Photo-based referring expression data
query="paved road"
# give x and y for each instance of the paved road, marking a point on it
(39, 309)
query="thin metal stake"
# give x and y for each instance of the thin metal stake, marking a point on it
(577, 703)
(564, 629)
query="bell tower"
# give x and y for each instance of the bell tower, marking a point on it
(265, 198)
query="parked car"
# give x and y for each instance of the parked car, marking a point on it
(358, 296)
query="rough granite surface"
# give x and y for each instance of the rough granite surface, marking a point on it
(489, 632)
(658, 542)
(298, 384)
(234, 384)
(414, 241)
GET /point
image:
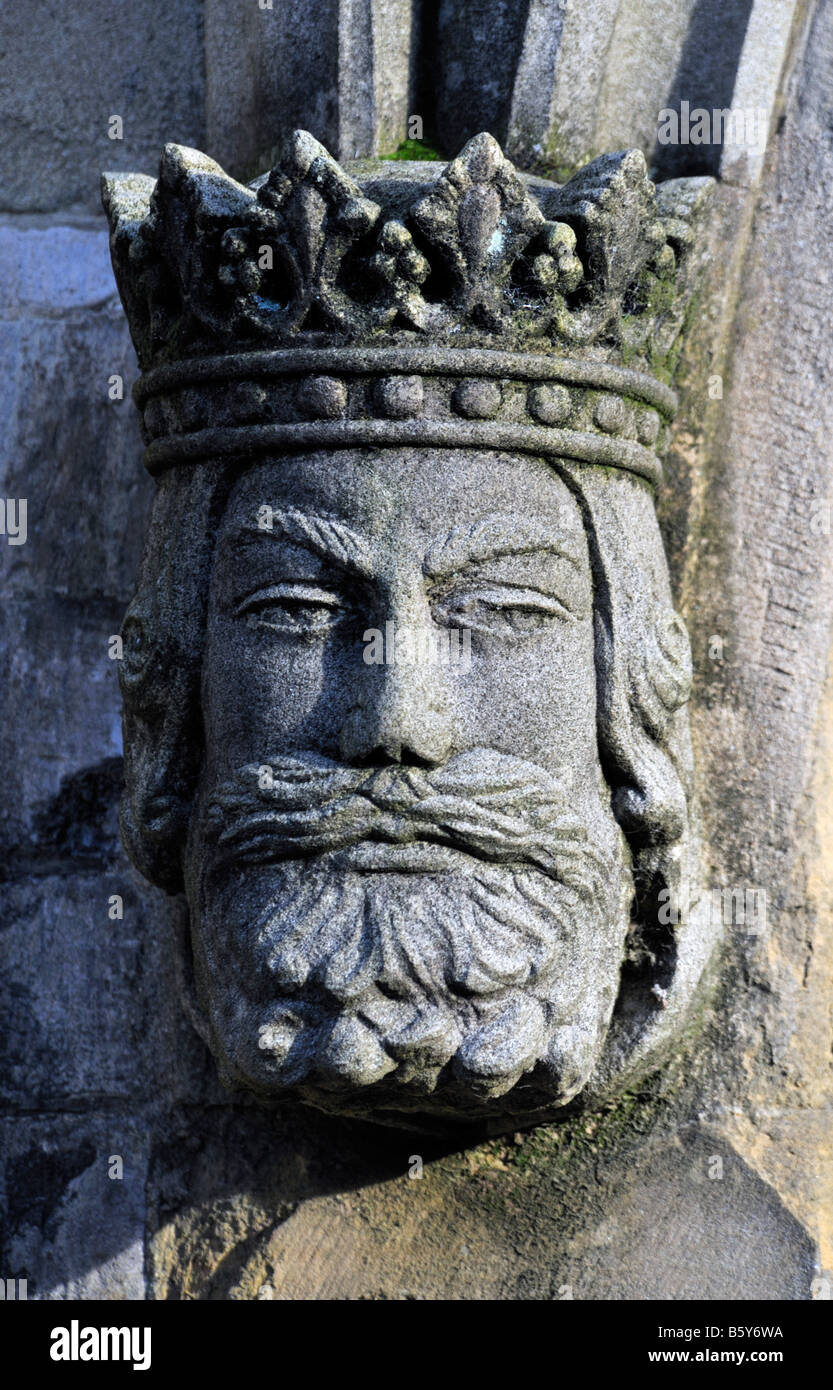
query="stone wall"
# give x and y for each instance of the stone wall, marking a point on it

**Work instruction**
Where in the entries does the word "wall" occur? Copy out each line that has it.

**Answer box**
query="stone wall"
# give x and y for each instance of the stone wall, marking a point on it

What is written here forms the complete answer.